Task brief: Copy out all of the entries below, requests included, and add 31 to every x and y coordinate in the answers. Omit the picture from your copy.

Entries supplied:
* * * *
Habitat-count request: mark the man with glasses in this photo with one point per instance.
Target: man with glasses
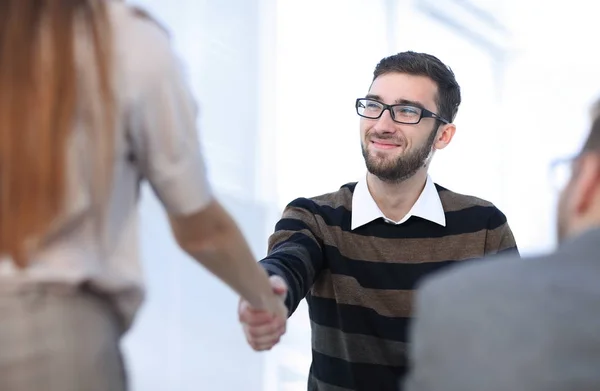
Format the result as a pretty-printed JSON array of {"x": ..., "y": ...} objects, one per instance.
[
  {"x": 356, "y": 254},
  {"x": 511, "y": 324}
]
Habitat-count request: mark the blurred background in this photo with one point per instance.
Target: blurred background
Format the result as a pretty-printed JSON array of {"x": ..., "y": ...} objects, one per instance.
[{"x": 528, "y": 75}]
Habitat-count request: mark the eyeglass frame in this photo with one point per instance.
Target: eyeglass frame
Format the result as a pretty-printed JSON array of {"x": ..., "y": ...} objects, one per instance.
[{"x": 424, "y": 112}]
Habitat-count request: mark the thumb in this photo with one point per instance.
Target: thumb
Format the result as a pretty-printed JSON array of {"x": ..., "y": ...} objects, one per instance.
[{"x": 279, "y": 286}]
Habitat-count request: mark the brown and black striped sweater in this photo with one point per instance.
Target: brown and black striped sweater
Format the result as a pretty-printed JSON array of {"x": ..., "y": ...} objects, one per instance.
[{"x": 359, "y": 283}]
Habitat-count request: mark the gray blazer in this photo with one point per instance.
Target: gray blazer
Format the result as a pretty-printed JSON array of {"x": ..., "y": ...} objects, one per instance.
[{"x": 511, "y": 324}]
* * * *
Task response:
Habitat-count request: mark the man with glasses in this photo with one point per instance.
Target: man with glasses
Format the result as a pretty-printed JSON array of {"x": ..., "y": ...} objects, one per instance.
[
  {"x": 387, "y": 285},
  {"x": 542, "y": 355}
]
Habitat-count request: mark the blurred background in this photo with one point per instance.
Target: blurred background
Format the result as a pretty-printed JSON array of {"x": ..., "y": ...} objects, one per instance.
[{"x": 559, "y": 106}]
Habitat-count request: mark the eyeglass frame in this photo with one point per instance.
Target: eyeglass frame
Format the result as a pretty-printed JSON array of {"x": ..., "y": ...} objects, one per instance.
[{"x": 455, "y": 143}]
Habitat-count request: mark the thumb in this photo with one point per instance.
Target: thumb
Format the result as a pretty-printed JSON array of {"x": ..., "y": ...} objects, one per instance.
[{"x": 310, "y": 317}]
Habitat-count request: mark the brown and black striped sweater in this photo with one point per instance.
Target: brown and black striped sweater
Format the result as a pretty-printed JSON array of {"x": ..., "y": ...} objects, one per instance.
[{"x": 390, "y": 314}]
Habitat-count request: mark the gray blazer in this photo with one point per instance.
Target: gray blazer
Format the result as a pretty-printed JSON array of {"x": ..., "y": ...} objects, one per instance.
[{"x": 542, "y": 355}]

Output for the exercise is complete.